• **REQUIRED WORK**
Reproduce the entries in full, with no changes.

• **SOURCE DATA**
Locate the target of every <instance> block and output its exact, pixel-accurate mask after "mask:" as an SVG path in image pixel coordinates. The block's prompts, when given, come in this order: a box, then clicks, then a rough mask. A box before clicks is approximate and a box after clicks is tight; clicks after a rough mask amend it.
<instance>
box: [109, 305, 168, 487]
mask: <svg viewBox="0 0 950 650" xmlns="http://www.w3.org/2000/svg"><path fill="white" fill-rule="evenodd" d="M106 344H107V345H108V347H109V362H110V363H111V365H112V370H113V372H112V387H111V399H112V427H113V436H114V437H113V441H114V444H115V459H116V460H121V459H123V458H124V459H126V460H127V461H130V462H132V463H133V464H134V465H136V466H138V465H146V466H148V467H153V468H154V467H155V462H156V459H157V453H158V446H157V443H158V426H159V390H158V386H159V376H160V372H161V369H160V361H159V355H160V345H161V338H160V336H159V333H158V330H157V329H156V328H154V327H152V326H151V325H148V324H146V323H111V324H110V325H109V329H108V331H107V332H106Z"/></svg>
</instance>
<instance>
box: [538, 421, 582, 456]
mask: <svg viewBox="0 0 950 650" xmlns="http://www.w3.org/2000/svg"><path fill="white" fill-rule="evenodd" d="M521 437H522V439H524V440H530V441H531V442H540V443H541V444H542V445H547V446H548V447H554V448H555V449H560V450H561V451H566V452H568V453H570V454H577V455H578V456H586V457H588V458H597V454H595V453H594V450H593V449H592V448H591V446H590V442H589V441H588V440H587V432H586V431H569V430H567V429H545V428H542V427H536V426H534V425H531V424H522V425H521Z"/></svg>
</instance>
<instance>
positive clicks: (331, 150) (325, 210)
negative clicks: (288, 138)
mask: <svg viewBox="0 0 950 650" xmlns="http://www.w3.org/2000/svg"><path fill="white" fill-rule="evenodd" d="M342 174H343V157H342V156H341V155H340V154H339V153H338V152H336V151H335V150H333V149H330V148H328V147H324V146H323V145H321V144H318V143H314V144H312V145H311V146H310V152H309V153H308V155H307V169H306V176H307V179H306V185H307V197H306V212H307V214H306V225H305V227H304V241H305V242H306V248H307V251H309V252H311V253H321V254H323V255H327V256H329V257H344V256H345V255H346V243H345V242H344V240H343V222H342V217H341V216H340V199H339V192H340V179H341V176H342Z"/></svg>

• **ANSWER TO THIS PROBLEM**
Locate the target of every <instance> block and output its exact, pixel-accurate mask after "mask:" as an SVG path in image pixel coordinates. The block's prompts, when given, come in this order: a box, then clicks, then a rough mask. A box before clicks is approximate and a box after clicks is tight; clicks after a rough mask amend it.
<instance>
box: [109, 305, 168, 487]
mask: <svg viewBox="0 0 950 650" xmlns="http://www.w3.org/2000/svg"><path fill="white" fill-rule="evenodd" d="M106 344H107V345H108V347H109V362H110V363H111V365H112V370H113V372H112V387H111V399H112V427H113V436H114V437H113V441H114V444H115V459H116V460H121V459H123V458H124V459H126V460H127V461H130V462H132V463H133V464H134V465H136V466H138V465H146V466H148V467H153V468H154V467H155V462H156V459H157V453H158V446H157V443H158V426H159V390H158V386H159V376H160V372H161V369H160V361H159V355H160V345H161V338H160V336H159V333H158V330H157V329H156V328H154V327H152V326H151V325H148V324H146V323H111V324H110V325H109V329H108V331H107V332H106Z"/></svg>
</instance>
<instance>
box: [538, 421, 582, 456]
mask: <svg viewBox="0 0 950 650" xmlns="http://www.w3.org/2000/svg"><path fill="white" fill-rule="evenodd" d="M521 437H522V439H524V440H530V441H531V442H540V443H541V444H542V445H547V446H548V447H554V448H555V449H560V450H561V451H566V452H568V453H570V454H577V455H578V456H586V457H588V458H597V454H595V453H594V450H593V449H592V448H591V446H590V442H589V441H588V440H587V432H586V431H569V430H567V429H545V428H542V427H536V426H534V425H531V424H522V425H521Z"/></svg>
</instance>
<instance>
positive clicks: (331, 150) (325, 210)
negative clicks: (288, 138)
mask: <svg viewBox="0 0 950 650" xmlns="http://www.w3.org/2000/svg"><path fill="white" fill-rule="evenodd" d="M342 174H343V157H342V156H341V155H340V154H339V153H338V152H336V151H335V150H333V149H330V148H328V147H324V146H323V145H321V144H318V143H314V144H312V145H311V146H310V152H309V153H308V155H307V169H306V176H307V179H306V185H307V197H306V212H307V214H306V225H305V227H304V241H305V242H306V248H307V251H309V252H311V253H321V254H323V255H327V256H329V257H344V256H345V255H346V243H345V242H344V240H343V222H342V217H341V216H340V199H339V192H340V179H341V176H342Z"/></svg>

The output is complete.